[Opening Dataset content section]
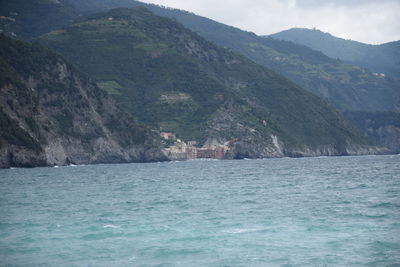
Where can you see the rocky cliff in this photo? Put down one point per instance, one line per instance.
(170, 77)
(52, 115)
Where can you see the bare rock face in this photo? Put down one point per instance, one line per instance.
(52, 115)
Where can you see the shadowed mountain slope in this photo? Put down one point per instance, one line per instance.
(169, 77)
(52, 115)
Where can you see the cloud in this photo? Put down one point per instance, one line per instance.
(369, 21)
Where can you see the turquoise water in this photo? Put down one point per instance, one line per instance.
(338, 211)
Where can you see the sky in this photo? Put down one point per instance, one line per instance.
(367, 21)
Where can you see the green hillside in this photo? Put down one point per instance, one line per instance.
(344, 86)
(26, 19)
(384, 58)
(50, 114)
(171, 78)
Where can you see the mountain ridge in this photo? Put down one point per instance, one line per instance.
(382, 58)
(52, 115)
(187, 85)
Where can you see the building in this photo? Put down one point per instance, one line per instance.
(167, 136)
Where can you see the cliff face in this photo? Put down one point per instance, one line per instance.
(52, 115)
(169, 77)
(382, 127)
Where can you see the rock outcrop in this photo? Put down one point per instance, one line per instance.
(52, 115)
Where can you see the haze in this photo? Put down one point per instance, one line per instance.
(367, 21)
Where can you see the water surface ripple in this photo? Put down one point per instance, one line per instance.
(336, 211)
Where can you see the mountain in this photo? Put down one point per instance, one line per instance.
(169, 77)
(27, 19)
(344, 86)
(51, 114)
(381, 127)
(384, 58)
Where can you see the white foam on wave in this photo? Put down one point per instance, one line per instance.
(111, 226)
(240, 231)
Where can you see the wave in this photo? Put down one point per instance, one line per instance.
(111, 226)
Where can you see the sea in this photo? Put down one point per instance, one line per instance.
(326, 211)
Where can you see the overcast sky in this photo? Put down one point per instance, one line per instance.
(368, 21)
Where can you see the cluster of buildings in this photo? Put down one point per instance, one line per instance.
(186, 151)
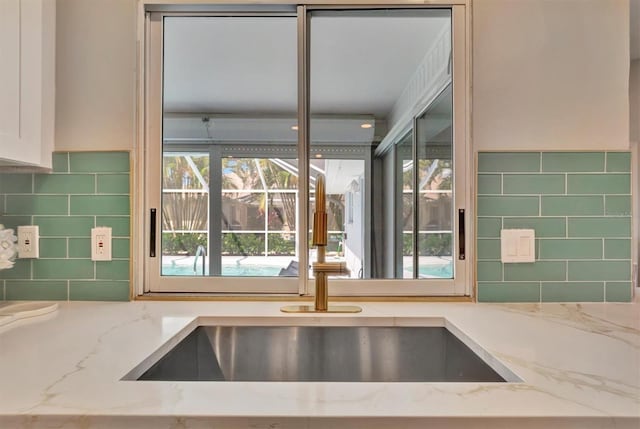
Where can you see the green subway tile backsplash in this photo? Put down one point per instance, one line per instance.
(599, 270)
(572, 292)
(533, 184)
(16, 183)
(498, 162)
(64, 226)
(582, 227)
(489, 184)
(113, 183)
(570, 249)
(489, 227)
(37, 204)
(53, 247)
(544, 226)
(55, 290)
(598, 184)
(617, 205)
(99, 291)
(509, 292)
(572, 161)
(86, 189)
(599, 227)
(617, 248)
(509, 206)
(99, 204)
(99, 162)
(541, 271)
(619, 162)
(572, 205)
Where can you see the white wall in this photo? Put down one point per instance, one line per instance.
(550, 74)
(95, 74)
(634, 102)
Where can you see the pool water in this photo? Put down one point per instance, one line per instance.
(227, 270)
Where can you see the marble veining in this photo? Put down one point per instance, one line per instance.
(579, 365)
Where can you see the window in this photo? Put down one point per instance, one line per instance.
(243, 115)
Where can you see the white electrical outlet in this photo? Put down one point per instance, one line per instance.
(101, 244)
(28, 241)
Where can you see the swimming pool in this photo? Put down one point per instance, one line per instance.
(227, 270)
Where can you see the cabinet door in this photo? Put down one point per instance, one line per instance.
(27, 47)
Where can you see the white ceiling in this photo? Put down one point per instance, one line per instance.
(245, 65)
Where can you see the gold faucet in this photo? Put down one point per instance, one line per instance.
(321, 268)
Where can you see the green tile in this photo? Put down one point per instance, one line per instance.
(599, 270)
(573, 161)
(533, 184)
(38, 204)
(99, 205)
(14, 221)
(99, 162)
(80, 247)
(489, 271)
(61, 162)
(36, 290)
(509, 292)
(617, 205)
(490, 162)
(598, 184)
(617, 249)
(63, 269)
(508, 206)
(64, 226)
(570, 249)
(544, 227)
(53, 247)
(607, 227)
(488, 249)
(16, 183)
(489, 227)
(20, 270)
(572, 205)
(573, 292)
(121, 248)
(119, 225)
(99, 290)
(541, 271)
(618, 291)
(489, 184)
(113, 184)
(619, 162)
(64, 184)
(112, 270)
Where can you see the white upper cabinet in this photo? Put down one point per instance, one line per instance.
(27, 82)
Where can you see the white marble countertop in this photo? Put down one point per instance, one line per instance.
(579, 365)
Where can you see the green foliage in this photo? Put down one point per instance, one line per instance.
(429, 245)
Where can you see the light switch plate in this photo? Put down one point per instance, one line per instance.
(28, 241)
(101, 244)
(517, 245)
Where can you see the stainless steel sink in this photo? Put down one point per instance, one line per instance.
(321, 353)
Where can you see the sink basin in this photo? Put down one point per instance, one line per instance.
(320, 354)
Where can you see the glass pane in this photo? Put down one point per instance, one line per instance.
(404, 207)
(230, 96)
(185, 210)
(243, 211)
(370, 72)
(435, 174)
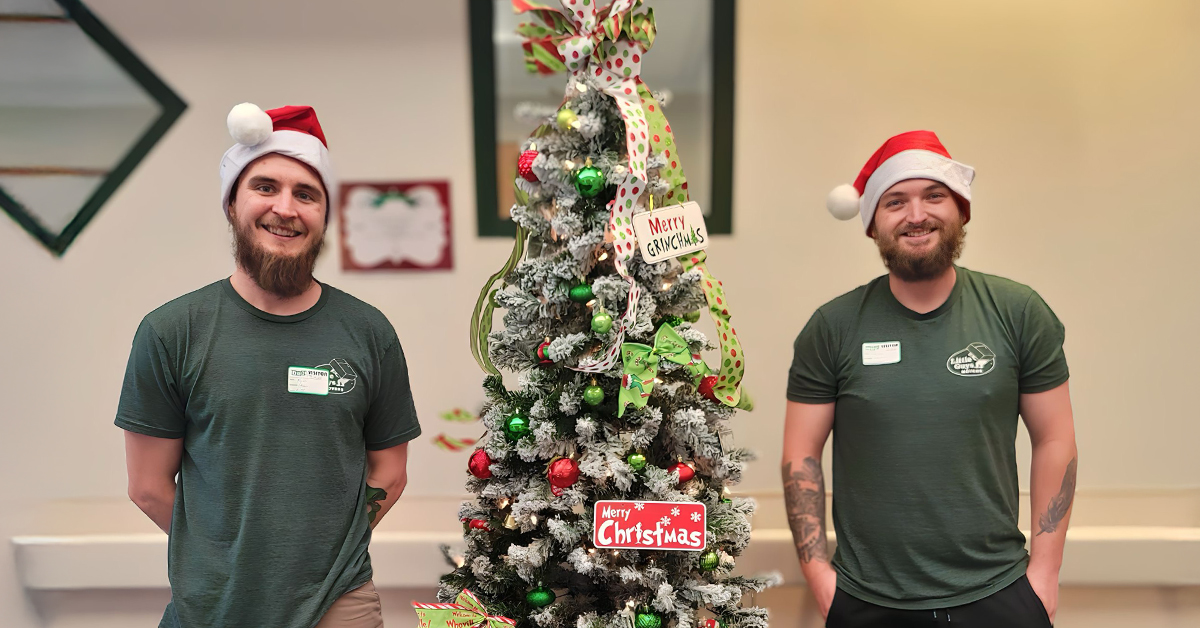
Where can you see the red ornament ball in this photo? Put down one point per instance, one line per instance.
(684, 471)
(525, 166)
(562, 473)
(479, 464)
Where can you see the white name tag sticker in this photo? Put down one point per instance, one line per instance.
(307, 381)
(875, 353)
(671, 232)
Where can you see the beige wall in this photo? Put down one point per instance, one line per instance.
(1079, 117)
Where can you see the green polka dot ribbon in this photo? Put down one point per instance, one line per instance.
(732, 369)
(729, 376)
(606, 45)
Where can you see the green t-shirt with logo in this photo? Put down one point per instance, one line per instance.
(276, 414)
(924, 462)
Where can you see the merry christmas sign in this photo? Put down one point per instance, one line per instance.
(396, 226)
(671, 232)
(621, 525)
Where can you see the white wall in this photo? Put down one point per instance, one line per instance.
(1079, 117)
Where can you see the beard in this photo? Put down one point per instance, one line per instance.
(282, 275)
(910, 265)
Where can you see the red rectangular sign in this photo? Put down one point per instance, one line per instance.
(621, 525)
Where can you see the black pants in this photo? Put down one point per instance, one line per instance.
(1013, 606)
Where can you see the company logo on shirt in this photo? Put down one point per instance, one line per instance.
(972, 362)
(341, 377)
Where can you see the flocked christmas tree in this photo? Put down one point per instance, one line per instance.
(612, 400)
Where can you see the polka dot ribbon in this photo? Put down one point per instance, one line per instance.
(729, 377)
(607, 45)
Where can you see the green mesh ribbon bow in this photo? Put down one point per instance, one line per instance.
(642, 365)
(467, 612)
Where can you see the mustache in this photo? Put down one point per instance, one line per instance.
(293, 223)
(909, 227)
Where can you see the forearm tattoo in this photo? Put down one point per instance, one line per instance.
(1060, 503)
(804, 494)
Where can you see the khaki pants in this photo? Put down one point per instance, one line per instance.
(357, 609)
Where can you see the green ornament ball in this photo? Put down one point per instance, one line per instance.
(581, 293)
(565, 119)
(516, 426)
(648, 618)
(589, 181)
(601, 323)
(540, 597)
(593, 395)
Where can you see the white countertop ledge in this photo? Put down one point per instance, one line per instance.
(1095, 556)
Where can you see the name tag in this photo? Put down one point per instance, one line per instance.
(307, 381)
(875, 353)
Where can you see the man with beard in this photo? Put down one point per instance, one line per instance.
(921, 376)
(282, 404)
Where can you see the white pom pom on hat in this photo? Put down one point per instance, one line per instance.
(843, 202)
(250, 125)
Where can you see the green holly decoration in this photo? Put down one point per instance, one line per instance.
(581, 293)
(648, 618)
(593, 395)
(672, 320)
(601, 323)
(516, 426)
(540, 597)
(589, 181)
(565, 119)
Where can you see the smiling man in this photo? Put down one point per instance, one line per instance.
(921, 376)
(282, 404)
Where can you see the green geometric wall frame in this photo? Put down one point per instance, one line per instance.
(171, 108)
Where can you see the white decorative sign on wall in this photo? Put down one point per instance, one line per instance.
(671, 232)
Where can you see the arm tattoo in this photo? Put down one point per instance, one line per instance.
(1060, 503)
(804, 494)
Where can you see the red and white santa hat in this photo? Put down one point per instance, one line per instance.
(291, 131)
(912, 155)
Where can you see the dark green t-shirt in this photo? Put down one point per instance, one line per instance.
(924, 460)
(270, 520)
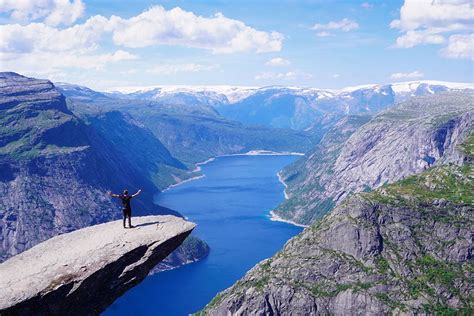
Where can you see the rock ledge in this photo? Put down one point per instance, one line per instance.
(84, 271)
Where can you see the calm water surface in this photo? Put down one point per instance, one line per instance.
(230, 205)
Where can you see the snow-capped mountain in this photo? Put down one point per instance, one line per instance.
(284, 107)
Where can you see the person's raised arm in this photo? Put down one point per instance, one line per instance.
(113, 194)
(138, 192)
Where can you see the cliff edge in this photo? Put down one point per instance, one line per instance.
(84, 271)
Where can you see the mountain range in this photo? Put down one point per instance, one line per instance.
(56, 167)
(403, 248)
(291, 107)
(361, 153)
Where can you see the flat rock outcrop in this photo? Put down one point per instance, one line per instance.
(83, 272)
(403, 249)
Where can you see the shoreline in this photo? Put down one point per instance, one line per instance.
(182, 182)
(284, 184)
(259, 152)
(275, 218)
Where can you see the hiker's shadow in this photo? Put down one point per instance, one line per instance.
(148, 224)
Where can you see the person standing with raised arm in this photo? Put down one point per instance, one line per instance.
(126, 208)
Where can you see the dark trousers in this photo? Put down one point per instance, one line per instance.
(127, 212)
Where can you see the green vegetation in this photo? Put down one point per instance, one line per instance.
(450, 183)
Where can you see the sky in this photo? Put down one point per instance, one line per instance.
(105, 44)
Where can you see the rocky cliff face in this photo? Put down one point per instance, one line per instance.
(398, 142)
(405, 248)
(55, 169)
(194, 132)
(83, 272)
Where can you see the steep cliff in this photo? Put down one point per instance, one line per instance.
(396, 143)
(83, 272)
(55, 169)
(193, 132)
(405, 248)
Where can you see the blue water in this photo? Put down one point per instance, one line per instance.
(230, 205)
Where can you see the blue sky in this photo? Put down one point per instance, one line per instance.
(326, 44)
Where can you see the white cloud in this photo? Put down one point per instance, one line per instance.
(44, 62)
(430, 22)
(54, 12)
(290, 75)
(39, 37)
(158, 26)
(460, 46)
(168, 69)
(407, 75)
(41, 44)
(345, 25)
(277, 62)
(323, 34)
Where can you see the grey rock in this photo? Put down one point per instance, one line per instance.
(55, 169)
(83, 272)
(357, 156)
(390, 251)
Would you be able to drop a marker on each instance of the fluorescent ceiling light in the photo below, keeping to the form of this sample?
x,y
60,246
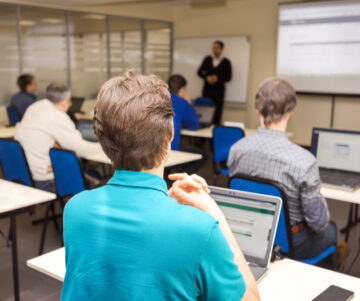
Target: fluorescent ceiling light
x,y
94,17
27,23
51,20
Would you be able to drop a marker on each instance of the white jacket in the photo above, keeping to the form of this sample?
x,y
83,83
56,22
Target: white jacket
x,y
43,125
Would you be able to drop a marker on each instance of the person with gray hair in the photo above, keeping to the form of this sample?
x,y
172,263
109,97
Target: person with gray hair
[Closing Dataset content section]
▶ [What you have to do]
Check every line of the entries above, and copy those that carry the string "hair".

▶ [The completed task]
Would you be able to drop a marker on each instance of the person with gray hair in the photo above, keeping to the form of this sample?
Target: person with gray hair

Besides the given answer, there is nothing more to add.